— start Source text —
We asked the two documentary makers—who've been friends for nearly 20 years—to have a chat, and then to share that chat with us.

This article first appeared on VICE UK

I've known Adam Curtis for nearly 20 years. We're friends. We see movies together, and once even went to Romania on a mini-break to attend an auction of Nicolae Ceausescu's belongings. But it would be wrong to characterize our friendship as frivolous. Most of the time when we're together I'm just intensely cross-questioning him about some new book idea I have.


Sometimes Adam will say something that seems baffling and wrong at the time, but makes perfect sense a few years later. I could give you lots of examples, but here's one: I'm about to publish a book—So You've Been Publicly Shamed—about how social media is evolving into a cold and conservative place, a giant echo chamber where what we believe is constantly reinforced by people who believe the same thing, and when people step out of line in the smallest ways we destroy them. Adam was warning me about Twitter's propensity to turn this way six years ago, when it was still a Garden of Eden. Sometimes talking to Adam feels like finding the results of some horse race of the future, where the long-shot horse wins.
— end Source text —
— start Collected material —
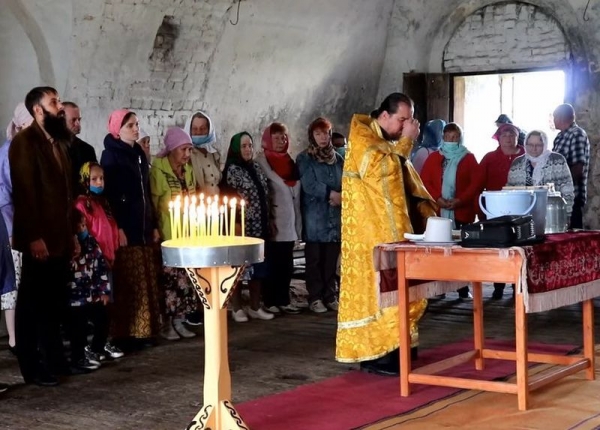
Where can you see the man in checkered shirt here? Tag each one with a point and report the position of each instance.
— end Collected material —
- **Your tasks**:
[1] According to the passage about Adam Curtis, which country did the writer and Curtis visit on a mini-break?
[2] Copy the stretch from "I've known Adam" through "idea I have." in the passage about Adam Curtis.

- **Answer set**:
[1] Romania.

[2]
I've known Adam Curtis for nearly 20 years. We're friends. We see movies together, and once even went to Romania on a mini-break to attend an auction of Nicolae Ceausescu's belongings. But it would be wrong to characterize our friendship as frivolous. Most of the time when we're together I'm just intensely cross-questioning him about some new book idea I have.